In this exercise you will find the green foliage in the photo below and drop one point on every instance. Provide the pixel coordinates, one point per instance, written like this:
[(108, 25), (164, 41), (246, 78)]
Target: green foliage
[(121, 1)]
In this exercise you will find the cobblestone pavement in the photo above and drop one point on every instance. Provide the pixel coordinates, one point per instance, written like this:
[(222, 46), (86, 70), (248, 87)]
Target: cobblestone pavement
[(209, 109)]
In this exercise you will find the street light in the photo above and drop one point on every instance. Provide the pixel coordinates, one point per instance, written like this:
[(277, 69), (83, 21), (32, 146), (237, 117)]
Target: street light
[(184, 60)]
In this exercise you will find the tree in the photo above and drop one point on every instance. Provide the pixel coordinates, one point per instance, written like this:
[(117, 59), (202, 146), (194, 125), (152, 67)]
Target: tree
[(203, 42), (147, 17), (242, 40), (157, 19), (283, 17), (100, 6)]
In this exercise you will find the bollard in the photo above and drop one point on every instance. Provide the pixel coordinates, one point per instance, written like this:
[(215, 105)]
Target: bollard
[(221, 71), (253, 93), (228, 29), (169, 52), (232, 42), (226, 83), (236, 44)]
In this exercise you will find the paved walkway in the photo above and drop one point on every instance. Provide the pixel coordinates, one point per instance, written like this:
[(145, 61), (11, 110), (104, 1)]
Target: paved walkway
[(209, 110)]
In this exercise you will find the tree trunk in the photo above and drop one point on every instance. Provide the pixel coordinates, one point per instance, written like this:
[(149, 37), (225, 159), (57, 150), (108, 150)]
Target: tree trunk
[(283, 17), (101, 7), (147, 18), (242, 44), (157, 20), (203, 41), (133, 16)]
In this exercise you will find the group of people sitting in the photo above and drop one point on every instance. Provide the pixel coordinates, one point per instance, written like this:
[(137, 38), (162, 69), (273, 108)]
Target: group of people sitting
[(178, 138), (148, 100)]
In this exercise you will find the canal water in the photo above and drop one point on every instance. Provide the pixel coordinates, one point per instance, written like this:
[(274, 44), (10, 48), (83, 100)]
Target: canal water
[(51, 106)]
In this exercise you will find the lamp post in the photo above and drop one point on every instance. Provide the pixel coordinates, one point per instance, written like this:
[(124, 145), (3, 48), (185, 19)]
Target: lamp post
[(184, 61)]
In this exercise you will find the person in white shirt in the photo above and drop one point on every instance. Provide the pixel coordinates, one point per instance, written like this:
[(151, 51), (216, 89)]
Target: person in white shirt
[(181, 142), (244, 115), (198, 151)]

........

## What the exercise asks
The first line of the entries above and every line after it, up to and including the line with "[(222, 46), (86, 70), (248, 87)]", should be set down exactly.

## Answer to the exercise
In this exercise you will find the green foliage in the photo below and drop one point on every instance. Provide the pixel coordinates, one point per instance, written like this:
[(108, 25), (164, 41), (246, 78)]
Target: green foliage
[(121, 1)]
In this exercise you will find the cobblestone pavement in the photo above and drop one point on every instance. Provide the pixel coordinates, one point per instance, written like this:
[(222, 46), (86, 70), (248, 87)]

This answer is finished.